__WHAT YOU WILL DO__. Beginning with the line containing "the bird's tail", give every line again exactly as it is, ending with the last line of the entries.

Collected data entries

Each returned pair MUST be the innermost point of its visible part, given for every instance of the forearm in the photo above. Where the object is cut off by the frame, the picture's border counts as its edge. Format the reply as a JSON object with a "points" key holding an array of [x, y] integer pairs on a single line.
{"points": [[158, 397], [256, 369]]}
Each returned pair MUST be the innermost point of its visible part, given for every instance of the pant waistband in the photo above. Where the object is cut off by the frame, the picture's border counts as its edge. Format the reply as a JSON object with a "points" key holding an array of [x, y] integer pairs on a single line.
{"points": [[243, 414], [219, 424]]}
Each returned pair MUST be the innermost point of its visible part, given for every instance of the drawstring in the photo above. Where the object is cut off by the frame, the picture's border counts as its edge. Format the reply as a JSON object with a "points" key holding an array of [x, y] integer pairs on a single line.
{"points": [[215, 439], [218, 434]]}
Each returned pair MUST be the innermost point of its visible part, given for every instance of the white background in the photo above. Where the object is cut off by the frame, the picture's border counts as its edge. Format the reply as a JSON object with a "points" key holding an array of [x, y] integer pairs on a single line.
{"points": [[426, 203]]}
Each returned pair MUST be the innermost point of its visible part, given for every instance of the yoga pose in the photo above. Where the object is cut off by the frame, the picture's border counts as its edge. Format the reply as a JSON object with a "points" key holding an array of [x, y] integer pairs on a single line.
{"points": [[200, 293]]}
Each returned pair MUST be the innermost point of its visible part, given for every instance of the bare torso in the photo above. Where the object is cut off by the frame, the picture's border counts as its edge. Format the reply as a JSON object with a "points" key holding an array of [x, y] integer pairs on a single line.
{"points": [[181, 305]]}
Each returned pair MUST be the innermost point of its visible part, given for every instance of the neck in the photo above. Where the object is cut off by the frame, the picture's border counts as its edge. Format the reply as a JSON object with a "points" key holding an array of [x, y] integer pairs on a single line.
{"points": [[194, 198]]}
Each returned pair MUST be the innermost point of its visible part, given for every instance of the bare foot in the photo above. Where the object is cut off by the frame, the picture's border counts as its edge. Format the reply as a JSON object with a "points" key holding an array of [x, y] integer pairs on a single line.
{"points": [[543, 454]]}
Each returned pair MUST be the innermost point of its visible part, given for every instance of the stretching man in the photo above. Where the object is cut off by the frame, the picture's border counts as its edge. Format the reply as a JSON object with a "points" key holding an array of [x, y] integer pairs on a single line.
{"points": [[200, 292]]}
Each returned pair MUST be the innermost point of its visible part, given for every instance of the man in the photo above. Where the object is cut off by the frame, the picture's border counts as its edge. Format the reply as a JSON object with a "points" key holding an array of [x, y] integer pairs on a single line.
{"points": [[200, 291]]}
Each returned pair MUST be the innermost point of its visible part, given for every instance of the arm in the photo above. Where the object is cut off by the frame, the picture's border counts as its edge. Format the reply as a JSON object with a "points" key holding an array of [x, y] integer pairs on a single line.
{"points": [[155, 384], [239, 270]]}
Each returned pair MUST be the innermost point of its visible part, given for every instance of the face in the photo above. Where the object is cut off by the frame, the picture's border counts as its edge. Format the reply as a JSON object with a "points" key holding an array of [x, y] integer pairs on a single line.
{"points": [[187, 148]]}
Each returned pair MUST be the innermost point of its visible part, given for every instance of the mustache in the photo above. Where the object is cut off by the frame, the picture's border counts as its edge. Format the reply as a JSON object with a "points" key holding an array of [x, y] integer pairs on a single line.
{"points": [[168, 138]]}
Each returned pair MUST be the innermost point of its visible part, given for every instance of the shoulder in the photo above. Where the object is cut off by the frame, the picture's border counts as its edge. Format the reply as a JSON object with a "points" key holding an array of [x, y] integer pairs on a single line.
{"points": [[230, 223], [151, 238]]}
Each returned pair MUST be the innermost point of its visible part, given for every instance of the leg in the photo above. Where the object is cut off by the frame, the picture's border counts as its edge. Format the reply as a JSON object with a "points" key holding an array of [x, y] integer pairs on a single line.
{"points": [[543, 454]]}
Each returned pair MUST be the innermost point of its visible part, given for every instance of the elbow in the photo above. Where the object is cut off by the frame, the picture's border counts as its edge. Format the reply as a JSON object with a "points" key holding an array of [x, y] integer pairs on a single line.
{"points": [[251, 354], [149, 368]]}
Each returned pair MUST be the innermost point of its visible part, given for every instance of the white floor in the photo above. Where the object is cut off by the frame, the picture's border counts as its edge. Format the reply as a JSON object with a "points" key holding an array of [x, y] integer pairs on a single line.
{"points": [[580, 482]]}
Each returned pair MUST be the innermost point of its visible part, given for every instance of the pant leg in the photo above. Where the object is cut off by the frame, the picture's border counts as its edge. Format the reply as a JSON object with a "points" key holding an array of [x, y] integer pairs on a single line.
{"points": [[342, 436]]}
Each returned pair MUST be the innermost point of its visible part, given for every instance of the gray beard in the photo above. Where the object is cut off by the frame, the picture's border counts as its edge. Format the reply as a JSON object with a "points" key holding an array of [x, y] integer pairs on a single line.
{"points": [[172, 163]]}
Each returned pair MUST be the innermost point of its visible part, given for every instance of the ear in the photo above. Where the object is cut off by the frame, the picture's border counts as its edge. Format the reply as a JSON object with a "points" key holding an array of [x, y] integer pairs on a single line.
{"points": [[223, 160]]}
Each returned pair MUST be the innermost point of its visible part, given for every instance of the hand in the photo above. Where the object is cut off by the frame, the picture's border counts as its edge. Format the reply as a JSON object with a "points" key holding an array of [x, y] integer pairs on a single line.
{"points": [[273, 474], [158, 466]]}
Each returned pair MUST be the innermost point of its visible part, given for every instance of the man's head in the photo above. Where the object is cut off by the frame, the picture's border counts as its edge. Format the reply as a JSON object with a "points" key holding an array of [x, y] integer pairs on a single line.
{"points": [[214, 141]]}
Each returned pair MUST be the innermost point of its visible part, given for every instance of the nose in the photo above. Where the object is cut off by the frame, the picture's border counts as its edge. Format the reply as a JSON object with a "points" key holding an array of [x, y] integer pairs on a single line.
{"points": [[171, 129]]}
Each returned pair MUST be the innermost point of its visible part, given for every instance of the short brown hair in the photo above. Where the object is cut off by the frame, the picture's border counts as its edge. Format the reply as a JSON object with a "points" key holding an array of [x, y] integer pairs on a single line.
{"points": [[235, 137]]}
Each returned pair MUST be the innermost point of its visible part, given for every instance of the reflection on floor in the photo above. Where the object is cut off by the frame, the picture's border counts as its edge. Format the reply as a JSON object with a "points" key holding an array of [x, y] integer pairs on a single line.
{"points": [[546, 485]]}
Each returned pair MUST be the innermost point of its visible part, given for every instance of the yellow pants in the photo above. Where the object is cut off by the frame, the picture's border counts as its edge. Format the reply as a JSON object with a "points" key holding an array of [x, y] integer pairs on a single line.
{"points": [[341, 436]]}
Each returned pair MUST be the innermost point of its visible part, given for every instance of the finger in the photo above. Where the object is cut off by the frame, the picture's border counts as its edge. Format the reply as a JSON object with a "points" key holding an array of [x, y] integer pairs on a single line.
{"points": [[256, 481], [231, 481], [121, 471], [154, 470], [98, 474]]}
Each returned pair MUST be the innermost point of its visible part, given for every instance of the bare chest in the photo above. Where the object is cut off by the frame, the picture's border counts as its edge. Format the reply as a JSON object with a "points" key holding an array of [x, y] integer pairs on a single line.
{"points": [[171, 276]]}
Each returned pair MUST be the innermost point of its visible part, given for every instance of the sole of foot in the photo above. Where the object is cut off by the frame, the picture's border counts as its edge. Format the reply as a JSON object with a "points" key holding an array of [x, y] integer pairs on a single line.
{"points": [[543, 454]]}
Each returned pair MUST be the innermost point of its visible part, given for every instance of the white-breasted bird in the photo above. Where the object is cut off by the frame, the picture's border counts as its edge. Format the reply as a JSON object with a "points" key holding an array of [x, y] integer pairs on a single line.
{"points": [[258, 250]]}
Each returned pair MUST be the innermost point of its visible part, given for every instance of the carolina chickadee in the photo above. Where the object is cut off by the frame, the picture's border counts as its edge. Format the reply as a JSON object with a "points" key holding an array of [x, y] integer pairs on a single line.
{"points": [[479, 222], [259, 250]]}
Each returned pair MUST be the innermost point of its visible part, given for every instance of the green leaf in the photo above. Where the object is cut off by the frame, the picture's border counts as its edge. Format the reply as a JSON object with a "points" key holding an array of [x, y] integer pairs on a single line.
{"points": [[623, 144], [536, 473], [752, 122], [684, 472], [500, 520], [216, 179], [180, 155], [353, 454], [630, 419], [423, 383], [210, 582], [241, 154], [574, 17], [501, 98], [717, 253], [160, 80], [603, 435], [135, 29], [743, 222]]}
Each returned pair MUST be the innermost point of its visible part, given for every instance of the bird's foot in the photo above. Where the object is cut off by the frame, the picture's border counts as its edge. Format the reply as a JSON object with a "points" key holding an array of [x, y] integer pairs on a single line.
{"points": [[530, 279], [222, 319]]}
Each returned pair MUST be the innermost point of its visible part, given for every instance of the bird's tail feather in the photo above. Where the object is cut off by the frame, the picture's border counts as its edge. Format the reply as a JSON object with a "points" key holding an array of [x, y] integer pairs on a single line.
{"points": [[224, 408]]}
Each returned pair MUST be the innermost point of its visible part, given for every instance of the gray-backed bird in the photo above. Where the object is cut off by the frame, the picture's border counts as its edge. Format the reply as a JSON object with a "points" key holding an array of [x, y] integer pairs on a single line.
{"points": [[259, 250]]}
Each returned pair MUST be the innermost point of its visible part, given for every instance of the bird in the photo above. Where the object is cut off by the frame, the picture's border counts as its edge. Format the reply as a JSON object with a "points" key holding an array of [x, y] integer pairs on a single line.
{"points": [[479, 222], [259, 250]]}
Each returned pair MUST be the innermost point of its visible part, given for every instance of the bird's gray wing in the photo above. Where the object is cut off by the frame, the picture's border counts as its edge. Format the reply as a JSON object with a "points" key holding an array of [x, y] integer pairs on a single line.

__RESPONSE BELOW__.
Each returned pair MUST be the innermost point of its visible part, given for every instance of the bird's tail feather in the photo above. Where the object is cut off by the frame, the picture's border counts as its edge. Format the reply as a JSON object with a "points" key holding an array of [x, y] integer pairs on a single line.
{"points": [[224, 408]]}
Each returned pair MUST be the innermost point of its visible part, given for every instance of the gray-backed bird in the photo above. Where the object is cut off by the frame, the picture's border counts as its edge. Format the reply as a JSON object with a "points" key holding an array of [x, y] integer pairs on a single line.
{"points": [[259, 250]]}
Each returned pair MUST be the innermost point of its visible part, given for every instance of the bird in the photo above. Where the object is cut off by the frame, the picture's border counts as its edge. Format the reply as a JSON object with a "points" key holding an array of [x, y] integer pairs on a single line.
{"points": [[479, 222], [259, 250]]}
Each returned pair MUST be the innermost point of its visible part, given for every instance of the bird's gray wing in the photo above. Where the object is cut off by the frame, the picture's border counts as its edge. Format the reply as a JSON object with a "points" key holding an array of [x, y] integer pairs on a single line.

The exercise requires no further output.